• ABOUT THIS TASK:
Copy each line of the entries beneath that contains the word "sock".

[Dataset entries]
***
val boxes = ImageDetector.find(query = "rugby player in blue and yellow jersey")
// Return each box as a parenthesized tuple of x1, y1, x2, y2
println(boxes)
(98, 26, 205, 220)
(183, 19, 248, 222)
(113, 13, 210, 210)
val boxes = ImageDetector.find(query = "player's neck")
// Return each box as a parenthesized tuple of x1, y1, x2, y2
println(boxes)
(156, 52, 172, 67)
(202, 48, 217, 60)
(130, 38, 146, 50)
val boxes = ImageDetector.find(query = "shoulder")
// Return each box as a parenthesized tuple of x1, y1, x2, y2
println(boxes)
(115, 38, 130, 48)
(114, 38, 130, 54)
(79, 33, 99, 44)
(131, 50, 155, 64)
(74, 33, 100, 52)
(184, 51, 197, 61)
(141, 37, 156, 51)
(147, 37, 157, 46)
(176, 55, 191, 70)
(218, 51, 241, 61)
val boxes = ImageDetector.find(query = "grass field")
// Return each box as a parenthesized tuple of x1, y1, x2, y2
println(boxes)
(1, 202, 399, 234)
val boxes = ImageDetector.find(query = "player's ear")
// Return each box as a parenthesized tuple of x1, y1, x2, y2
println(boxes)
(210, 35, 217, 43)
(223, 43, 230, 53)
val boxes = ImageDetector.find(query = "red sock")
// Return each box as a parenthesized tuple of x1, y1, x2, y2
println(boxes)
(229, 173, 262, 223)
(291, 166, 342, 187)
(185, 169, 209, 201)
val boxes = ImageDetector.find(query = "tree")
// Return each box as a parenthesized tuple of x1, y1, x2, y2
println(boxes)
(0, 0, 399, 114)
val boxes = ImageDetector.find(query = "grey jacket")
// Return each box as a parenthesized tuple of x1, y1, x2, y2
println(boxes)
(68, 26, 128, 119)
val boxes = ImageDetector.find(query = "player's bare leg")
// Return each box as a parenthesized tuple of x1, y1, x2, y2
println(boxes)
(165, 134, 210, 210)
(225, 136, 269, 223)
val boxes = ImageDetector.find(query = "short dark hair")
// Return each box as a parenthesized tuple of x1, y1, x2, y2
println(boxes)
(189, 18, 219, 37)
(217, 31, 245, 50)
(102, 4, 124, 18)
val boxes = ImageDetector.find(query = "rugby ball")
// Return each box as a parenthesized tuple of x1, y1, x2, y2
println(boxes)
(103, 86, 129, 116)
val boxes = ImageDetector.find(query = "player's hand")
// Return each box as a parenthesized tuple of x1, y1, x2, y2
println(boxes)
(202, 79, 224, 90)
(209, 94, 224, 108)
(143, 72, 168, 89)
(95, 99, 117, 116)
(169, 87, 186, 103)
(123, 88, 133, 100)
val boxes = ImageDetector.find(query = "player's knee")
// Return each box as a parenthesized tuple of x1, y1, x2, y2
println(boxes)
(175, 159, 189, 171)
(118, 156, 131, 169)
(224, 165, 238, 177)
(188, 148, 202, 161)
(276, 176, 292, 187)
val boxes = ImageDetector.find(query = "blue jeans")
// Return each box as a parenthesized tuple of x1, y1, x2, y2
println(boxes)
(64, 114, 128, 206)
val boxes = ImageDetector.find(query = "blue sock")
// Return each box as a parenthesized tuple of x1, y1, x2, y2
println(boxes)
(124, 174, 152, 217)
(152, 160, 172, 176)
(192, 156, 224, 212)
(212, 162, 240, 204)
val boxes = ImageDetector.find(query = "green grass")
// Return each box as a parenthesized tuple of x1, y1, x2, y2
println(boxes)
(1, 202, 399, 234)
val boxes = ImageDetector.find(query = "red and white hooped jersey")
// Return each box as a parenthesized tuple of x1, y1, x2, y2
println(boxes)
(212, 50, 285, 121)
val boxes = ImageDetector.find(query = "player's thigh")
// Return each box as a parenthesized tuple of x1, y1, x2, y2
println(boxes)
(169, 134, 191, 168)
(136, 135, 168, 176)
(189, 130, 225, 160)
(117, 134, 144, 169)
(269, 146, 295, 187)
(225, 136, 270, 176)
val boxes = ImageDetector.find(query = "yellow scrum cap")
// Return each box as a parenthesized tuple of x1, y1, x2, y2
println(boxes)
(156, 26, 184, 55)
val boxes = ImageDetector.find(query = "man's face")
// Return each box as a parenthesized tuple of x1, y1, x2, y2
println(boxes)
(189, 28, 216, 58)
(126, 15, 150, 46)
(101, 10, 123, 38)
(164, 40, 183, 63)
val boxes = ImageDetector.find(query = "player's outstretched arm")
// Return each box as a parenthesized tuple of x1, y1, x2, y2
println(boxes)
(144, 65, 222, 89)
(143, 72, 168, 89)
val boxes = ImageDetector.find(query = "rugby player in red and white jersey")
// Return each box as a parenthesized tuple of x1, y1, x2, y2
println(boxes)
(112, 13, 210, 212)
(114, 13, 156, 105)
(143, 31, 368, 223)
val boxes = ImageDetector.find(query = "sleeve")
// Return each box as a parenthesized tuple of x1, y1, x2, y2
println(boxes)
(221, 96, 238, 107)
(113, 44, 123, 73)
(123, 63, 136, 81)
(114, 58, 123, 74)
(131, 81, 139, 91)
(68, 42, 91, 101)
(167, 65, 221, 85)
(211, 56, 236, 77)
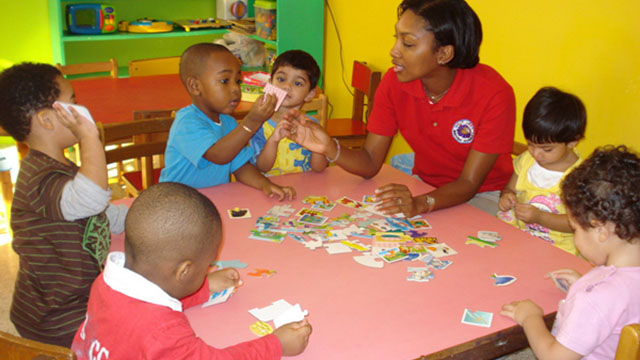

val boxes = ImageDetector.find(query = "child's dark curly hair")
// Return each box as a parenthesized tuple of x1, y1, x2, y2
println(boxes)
(561, 145, 640, 241)
(0, 63, 62, 141)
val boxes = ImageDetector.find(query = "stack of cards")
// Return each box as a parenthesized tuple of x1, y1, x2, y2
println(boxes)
(262, 83, 288, 111)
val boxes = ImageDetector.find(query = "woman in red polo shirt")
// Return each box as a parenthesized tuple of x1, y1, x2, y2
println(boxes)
(292, 0, 516, 217)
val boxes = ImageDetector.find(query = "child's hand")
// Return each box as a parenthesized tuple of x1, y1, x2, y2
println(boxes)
(206, 268, 241, 294)
(245, 94, 277, 126)
(498, 192, 517, 211)
(514, 203, 541, 224)
(500, 299, 543, 326)
(547, 269, 581, 288)
(262, 182, 296, 201)
(273, 319, 312, 356)
(52, 102, 99, 141)
(270, 120, 294, 143)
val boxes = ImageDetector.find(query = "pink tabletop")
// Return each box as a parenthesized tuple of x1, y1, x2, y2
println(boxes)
(71, 74, 252, 125)
(110, 165, 591, 359)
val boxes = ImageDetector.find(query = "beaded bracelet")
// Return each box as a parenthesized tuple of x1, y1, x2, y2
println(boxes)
(326, 138, 341, 163)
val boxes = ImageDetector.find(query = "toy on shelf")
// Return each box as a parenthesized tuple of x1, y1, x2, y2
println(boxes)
(217, 0, 249, 20)
(174, 18, 230, 32)
(127, 19, 173, 33)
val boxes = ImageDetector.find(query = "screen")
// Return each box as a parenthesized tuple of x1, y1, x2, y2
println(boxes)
(75, 9, 97, 27)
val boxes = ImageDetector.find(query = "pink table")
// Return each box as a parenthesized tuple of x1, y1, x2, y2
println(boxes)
(110, 165, 591, 359)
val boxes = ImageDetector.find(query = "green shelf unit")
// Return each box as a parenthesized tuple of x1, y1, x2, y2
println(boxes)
(48, 0, 324, 82)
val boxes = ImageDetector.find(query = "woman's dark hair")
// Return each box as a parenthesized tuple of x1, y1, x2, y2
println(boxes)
(0, 63, 62, 141)
(523, 87, 586, 144)
(271, 50, 321, 90)
(561, 145, 640, 242)
(398, 0, 482, 69)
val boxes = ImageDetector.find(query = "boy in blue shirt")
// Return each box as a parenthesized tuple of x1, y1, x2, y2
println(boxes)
(160, 43, 295, 200)
(250, 50, 328, 176)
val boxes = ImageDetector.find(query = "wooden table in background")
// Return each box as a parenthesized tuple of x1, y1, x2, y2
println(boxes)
(110, 165, 591, 359)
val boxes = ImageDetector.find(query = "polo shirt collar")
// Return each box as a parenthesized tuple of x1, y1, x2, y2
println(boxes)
(103, 252, 183, 312)
(400, 68, 470, 108)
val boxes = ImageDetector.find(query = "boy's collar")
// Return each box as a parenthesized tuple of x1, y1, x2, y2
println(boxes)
(103, 252, 183, 312)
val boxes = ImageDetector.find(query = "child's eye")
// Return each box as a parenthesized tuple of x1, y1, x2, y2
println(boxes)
(220, 79, 229, 84)
(276, 76, 285, 83)
(294, 81, 303, 87)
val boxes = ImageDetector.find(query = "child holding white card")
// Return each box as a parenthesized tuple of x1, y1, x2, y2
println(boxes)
(498, 87, 586, 255)
(249, 50, 328, 176)
(160, 43, 295, 200)
(71, 182, 312, 358)
(501, 145, 640, 360)
(0, 63, 127, 347)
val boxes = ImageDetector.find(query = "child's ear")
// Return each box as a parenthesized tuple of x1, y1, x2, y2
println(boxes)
(303, 88, 316, 103)
(176, 260, 192, 281)
(185, 76, 201, 96)
(590, 219, 611, 242)
(567, 141, 578, 150)
(34, 109, 56, 131)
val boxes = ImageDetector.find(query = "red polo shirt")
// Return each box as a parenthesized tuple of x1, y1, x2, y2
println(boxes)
(368, 64, 516, 192)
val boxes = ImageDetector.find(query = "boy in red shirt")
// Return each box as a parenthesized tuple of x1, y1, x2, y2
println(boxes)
(71, 182, 311, 359)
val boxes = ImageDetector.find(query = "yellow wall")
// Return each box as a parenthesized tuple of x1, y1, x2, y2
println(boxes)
(0, 1, 53, 64)
(323, 0, 640, 160)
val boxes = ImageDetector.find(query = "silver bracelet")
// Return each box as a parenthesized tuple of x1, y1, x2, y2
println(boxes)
(326, 138, 341, 163)
(241, 124, 253, 133)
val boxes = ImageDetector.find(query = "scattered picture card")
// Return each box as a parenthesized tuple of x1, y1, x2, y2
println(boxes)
(425, 243, 457, 257)
(296, 208, 323, 217)
(55, 101, 95, 124)
(298, 213, 328, 225)
(262, 82, 288, 111)
(249, 229, 287, 243)
(336, 196, 366, 209)
(202, 286, 235, 308)
(228, 207, 251, 219)
(549, 273, 570, 293)
(377, 247, 408, 263)
(409, 218, 432, 229)
(478, 231, 502, 242)
(407, 267, 433, 282)
(491, 273, 517, 286)
(461, 309, 493, 328)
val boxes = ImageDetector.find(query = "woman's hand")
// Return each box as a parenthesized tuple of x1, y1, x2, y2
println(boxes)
(286, 112, 332, 155)
(374, 183, 420, 217)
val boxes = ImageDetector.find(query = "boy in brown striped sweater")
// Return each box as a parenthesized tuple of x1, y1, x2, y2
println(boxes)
(0, 63, 127, 347)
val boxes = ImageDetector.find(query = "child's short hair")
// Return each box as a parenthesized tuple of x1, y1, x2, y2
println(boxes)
(561, 145, 640, 242)
(179, 43, 233, 88)
(0, 63, 62, 141)
(523, 87, 586, 144)
(270, 50, 321, 90)
(125, 182, 222, 263)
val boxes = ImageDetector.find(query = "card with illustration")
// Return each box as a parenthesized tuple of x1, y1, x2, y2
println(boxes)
(311, 201, 336, 211)
(249, 229, 287, 243)
(409, 218, 432, 229)
(369, 219, 394, 232)
(262, 82, 288, 111)
(255, 215, 280, 230)
(386, 217, 413, 231)
(298, 213, 328, 225)
(429, 258, 453, 270)
(377, 247, 408, 263)
(407, 267, 434, 282)
(228, 207, 251, 219)
(425, 243, 457, 257)
(202, 286, 235, 307)
(491, 273, 517, 286)
(336, 196, 366, 209)
(461, 309, 493, 328)
(362, 194, 379, 204)
(549, 273, 570, 293)
(478, 231, 502, 242)
(413, 236, 439, 244)
(296, 208, 323, 217)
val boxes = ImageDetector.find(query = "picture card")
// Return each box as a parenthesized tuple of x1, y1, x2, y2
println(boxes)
(336, 196, 366, 209)
(228, 207, 251, 219)
(55, 101, 95, 124)
(249, 229, 287, 243)
(201, 286, 235, 308)
(478, 231, 502, 242)
(298, 213, 328, 225)
(262, 82, 288, 111)
(549, 273, 570, 293)
(425, 243, 457, 257)
(461, 309, 493, 328)
(377, 247, 408, 263)
(491, 273, 517, 286)
(409, 218, 432, 229)
(407, 267, 433, 282)
(296, 208, 323, 217)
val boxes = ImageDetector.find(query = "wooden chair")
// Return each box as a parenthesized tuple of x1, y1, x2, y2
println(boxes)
(56, 58, 118, 79)
(615, 323, 640, 360)
(97, 117, 174, 197)
(128, 56, 180, 77)
(325, 61, 381, 149)
(300, 93, 328, 127)
(0, 330, 76, 360)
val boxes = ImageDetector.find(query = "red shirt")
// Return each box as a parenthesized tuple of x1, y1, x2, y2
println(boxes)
(71, 253, 282, 360)
(368, 64, 516, 192)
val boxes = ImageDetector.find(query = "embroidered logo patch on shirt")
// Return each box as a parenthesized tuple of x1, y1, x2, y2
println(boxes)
(451, 119, 474, 144)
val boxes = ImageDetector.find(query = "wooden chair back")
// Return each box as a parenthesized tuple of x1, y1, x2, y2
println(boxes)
(0, 331, 76, 360)
(56, 58, 118, 79)
(301, 93, 328, 128)
(325, 61, 381, 149)
(97, 117, 174, 194)
(128, 56, 180, 77)
(615, 323, 640, 360)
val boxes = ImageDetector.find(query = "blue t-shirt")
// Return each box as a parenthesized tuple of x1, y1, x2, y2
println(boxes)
(159, 105, 253, 188)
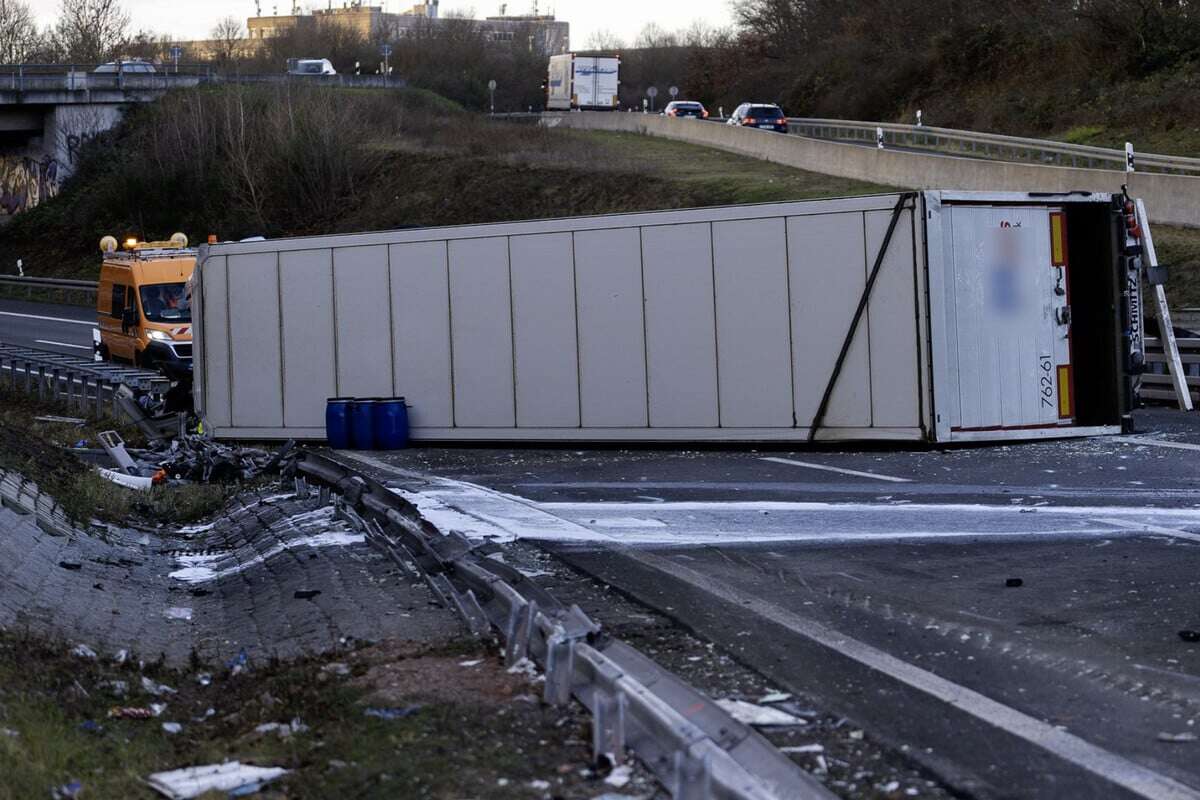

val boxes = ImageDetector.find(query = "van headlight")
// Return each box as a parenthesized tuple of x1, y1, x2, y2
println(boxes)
(146, 330, 172, 342)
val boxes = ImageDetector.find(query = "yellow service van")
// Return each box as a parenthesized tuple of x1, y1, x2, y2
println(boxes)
(96, 234, 195, 381)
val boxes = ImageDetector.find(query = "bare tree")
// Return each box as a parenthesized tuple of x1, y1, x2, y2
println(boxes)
(50, 0, 131, 63)
(585, 28, 625, 51)
(0, 0, 41, 63)
(211, 16, 243, 65)
(634, 22, 679, 50)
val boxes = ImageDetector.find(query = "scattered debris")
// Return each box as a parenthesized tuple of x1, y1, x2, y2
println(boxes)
(529, 779, 551, 790)
(101, 679, 129, 698)
(152, 436, 294, 483)
(849, 729, 865, 740)
(97, 467, 155, 491)
(108, 707, 157, 720)
(759, 691, 793, 704)
(507, 657, 540, 679)
(70, 643, 98, 659)
(162, 722, 183, 734)
(113, 649, 129, 664)
(145, 762, 289, 800)
(227, 648, 249, 675)
(59, 561, 83, 571)
(714, 699, 808, 727)
(779, 744, 825, 754)
(79, 720, 103, 735)
(255, 718, 310, 738)
(34, 415, 86, 425)
(196, 673, 212, 687)
(51, 780, 83, 799)
(1179, 630, 1200, 643)
(459, 659, 484, 667)
(321, 663, 350, 677)
(1157, 731, 1198, 743)
(0, 727, 18, 738)
(604, 765, 633, 788)
(364, 706, 421, 721)
(1005, 578, 1024, 588)
(142, 676, 177, 696)
(164, 607, 193, 622)
(293, 589, 321, 600)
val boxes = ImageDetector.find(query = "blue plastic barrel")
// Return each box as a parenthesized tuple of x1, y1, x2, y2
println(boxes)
(325, 397, 353, 449)
(372, 397, 409, 450)
(349, 398, 377, 450)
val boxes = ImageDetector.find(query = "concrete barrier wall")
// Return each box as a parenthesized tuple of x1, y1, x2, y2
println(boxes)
(545, 113, 1200, 228)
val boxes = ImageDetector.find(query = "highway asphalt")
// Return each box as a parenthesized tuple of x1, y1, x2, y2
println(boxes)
(0, 297, 95, 355)
(342, 410, 1200, 799)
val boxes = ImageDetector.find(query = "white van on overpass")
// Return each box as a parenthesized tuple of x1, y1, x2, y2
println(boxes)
(192, 190, 1146, 444)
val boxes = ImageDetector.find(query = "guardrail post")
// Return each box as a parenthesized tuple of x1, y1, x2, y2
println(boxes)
(592, 688, 627, 765)
(37, 366, 46, 400)
(672, 748, 712, 800)
(543, 630, 575, 706)
(505, 599, 537, 666)
(95, 380, 105, 418)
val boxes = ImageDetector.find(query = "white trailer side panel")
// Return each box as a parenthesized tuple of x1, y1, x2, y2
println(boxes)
(447, 237, 515, 428)
(280, 249, 336, 430)
(389, 241, 453, 429)
(573, 228, 649, 428)
(196, 194, 932, 442)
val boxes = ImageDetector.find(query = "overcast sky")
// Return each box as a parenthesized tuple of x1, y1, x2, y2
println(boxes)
(26, 1, 738, 48)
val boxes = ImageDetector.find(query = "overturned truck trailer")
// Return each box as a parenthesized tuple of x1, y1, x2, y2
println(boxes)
(193, 190, 1143, 444)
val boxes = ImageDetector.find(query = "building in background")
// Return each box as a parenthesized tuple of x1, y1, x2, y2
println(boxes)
(242, 3, 567, 53)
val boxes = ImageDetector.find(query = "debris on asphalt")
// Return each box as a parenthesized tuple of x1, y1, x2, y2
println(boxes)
(759, 691, 793, 704)
(714, 698, 808, 727)
(1157, 731, 1199, 743)
(145, 762, 289, 800)
(364, 706, 422, 721)
(1005, 578, 1024, 588)
(161, 722, 183, 734)
(142, 676, 177, 696)
(60, 561, 83, 572)
(507, 657, 540, 679)
(101, 679, 129, 698)
(164, 607, 193, 622)
(779, 743, 825, 754)
(528, 779, 551, 790)
(604, 765, 633, 788)
(459, 659, 484, 667)
(196, 673, 212, 687)
(108, 706, 157, 720)
(1179, 630, 1200, 643)
(849, 729, 865, 740)
(35, 415, 86, 425)
(97, 467, 156, 491)
(321, 663, 350, 677)
(293, 589, 321, 600)
(70, 643, 97, 659)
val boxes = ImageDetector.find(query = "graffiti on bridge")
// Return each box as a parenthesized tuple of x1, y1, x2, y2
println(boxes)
(0, 155, 61, 216)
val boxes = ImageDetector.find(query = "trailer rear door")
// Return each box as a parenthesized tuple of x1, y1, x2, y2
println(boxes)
(944, 205, 1074, 433)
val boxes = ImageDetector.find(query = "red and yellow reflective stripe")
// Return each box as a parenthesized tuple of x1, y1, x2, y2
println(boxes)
(1057, 365, 1073, 418)
(1049, 212, 1068, 267)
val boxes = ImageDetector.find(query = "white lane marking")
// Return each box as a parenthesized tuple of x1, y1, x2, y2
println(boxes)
(624, 548, 1200, 800)
(591, 516, 667, 529)
(761, 456, 912, 483)
(1110, 436, 1200, 452)
(35, 339, 91, 350)
(537, 499, 1200, 520)
(0, 310, 94, 326)
(1091, 517, 1200, 545)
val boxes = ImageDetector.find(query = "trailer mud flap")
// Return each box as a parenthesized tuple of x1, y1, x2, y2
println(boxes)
(808, 192, 918, 442)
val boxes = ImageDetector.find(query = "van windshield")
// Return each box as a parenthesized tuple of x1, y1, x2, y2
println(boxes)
(139, 283, 190, 323)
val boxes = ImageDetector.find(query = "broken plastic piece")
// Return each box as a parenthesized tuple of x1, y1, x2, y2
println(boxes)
(364, 706, 421, 721)
(1005, 578, 1024, 588)
(714, 699, 808, 727)
(162, 722, 183, 734)
(145, 762, 288, 800)
(70, 643, 97, 659)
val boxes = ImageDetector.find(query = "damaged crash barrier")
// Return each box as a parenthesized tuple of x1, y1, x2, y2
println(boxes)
(94, 430, 296, 489)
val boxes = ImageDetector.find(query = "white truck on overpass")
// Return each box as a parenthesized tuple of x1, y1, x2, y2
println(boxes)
(546, 53, 620, 111)
(191, 189, 1158, 444)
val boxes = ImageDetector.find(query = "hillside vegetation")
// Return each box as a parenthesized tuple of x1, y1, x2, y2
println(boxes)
(0, 84, 887, 282)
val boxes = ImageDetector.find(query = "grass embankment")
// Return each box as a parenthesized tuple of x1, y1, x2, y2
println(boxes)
(0, 85, 886, 286)
(0, 387, 242, 526)
(0, 632, 611, 799)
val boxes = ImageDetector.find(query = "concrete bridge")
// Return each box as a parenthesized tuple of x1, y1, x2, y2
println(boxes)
(0, 65, 400, 222)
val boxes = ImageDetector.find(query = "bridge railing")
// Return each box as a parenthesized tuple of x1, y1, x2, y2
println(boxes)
(0, 64, 407, 92)
(0, 63, 213, 93)
(787, 117, 1200, 176)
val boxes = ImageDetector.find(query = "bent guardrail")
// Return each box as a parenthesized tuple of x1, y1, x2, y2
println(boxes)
(292, 450, 834, 800)
(788, 118, 1200, 176)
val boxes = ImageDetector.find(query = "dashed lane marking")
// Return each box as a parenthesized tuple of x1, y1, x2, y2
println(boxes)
(1091, 517, 1200, 545)
(761, 456, 912, 483)
(35, 339, 91, 350)
(1109, 436, 1200, 453)
(0, 311, 94, 326)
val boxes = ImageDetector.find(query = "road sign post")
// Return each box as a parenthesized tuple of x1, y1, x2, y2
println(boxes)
(876, 126, 885, 149)
(380, 44, 392, 85)
(1126, 142, 1136, 173)
(488, 79, 497, 115)
(169, 46, 183, 74)
(646, 85, 658, 112)
(668, 85, 678, 100)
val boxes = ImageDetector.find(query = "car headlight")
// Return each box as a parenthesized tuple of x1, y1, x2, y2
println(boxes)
(146, 330, 172, 342)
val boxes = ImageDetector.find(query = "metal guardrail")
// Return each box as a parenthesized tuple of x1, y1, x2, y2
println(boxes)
(292, 451, 832, 800)
(0, 64, 406, 93)
(787, 118, 1200, 176)
(1141, 335, 1200, 403)
(0, 276, 98, 306)
(0, 343, 170, 418)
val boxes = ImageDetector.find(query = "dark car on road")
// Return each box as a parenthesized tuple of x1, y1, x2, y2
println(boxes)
(662, 100, 709, 119)
(727, 103, 788, 132)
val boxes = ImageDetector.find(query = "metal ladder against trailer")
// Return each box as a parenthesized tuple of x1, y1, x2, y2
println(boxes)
(1135, 200, 1195, 412)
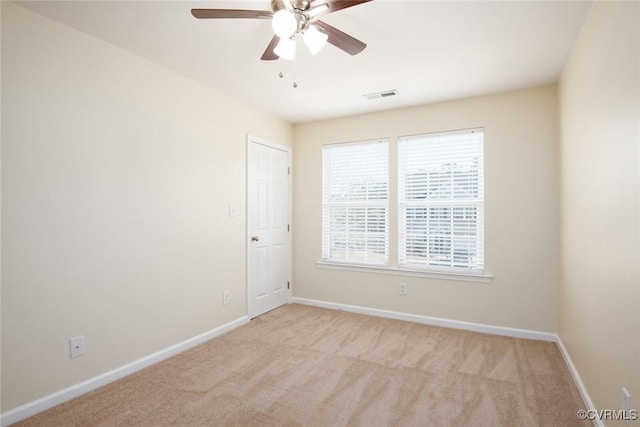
***
• YOUR RESPONSE:
val boxes = ImageDetector.find(query = "red sock")
val boxes = ImageDetector.find(query = "blue sock")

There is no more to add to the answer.